Escritos anti-maniqueus
Agostinho considerou sua primeira obrigação dedicar parte do seu saber e tempo a conversão de seus antigos amigos, os maniqueus. O que ele havia aceitado anteriormente como verdade incontestável, agora sabia que era falso. Ele havia sido responsável pela adesão ao Maniqueísmo do grupo de seus seguidores, e agora tratava de trazê-los de volta para o Cristianismo. Por isso, seus primeiros escritos têm como finalidade contestar a doutrina maniquéia.
Obras anti-donatistas
No período seguinte de sua vida, teve que preocupar-se com uma situação bem triste; o cisma dentro da Igreja norteafricana. Tão logo ordenado sacerdote, teve que fazer frente à desunião dos cristãos, causada pelo cisma donatista. Em cada cidade havia uma Igreja donatista e outra católica, em cada diocese um bispo donatista e outro católico, no total uns trezentos bispos de cada parte. Dizer que todos deveriam ser um em Cristo resultava utópico. Os donatistas pretendiam formar a única Igreja imaculada; tinham os católicos por traidores à pureza da lei cristã. Para entender o doloroso de tal divisão, precisamos recordar que os donatistas utilizavam a mesma Sagrada Escritura, professavam a mesma fé, possuíam os mesmos sacramentos e celebravam a mesma liturgia que os católicos. O que dividia os cristãos na África era exclusivamente o ódio, e o conflito resultou muitas vezes em autêntica guerra civil. Agostinho empregou enorme energia para restaurar a paz e a unidade, porém, lamentavelmente jamais logrou êxito pleno para acabar com o cisma donatista. E isto apesar do fato de que a Conferência Episcopal em Cartago, em 411, sob a presidência de um delegado imperial muito ponderado, Marcelino, condenou os Donatistas. Dois anos mais tarde, o mesmo Marcelino foi executado em Cartago. Este assassinato constituiu um duro golpe para Agostinho, que encontrou nisto uma das razões para perder o entusiasmo em favor de uma aliança entre o Império Romano e a Igreja Católica.

### O PEDIDO
Cite do texto sobre Agostinho a passagem entre "Escritos anti-maniqueus" e "a doutrina maniquéia.", incluindo os dois trechos. O material não tem nenhum papel aqui.

### LINHAS
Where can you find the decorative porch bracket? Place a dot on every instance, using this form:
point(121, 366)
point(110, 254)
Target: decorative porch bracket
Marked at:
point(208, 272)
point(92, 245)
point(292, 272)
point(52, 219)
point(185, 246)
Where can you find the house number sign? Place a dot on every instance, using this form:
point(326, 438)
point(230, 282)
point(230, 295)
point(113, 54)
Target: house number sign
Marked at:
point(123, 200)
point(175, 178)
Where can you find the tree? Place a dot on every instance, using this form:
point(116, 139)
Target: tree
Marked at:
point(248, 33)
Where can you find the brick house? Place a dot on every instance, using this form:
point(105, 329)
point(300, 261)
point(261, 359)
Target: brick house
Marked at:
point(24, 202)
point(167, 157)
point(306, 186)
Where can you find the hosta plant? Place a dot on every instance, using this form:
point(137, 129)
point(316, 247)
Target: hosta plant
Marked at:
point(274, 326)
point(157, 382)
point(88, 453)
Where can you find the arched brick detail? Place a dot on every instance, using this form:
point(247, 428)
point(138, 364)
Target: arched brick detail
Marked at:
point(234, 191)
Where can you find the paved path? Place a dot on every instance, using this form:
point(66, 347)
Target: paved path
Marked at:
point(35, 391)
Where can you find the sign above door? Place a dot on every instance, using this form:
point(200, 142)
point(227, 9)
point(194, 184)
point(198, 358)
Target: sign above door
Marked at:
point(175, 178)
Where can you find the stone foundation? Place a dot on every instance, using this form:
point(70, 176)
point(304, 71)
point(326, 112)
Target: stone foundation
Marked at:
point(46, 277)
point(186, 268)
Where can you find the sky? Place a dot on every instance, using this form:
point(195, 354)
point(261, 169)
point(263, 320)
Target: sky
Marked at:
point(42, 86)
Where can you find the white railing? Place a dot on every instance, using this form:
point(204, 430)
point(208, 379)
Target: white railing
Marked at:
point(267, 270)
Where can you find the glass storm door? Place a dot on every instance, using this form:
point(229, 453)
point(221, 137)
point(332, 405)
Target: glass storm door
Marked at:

### RESULTADO
Escritos anti-maniqueus
Agostinho considerou sua primeira obrigação dedicar parte do seu saber e tempo a conversão de seus antigos amigos, os maniqueus. O que ele havia aceitado anteriormente como verdade incontestável, agora sabia que era falso. Ele havia sido responsável pela adesão ao Maniqueísmo do grupo de seus seguidores, e agora tratava de trazê-los de volta para o Cristianismo. Por isso, seus primeiros escritos têm como finalidade contestar a doutrina maniquéia.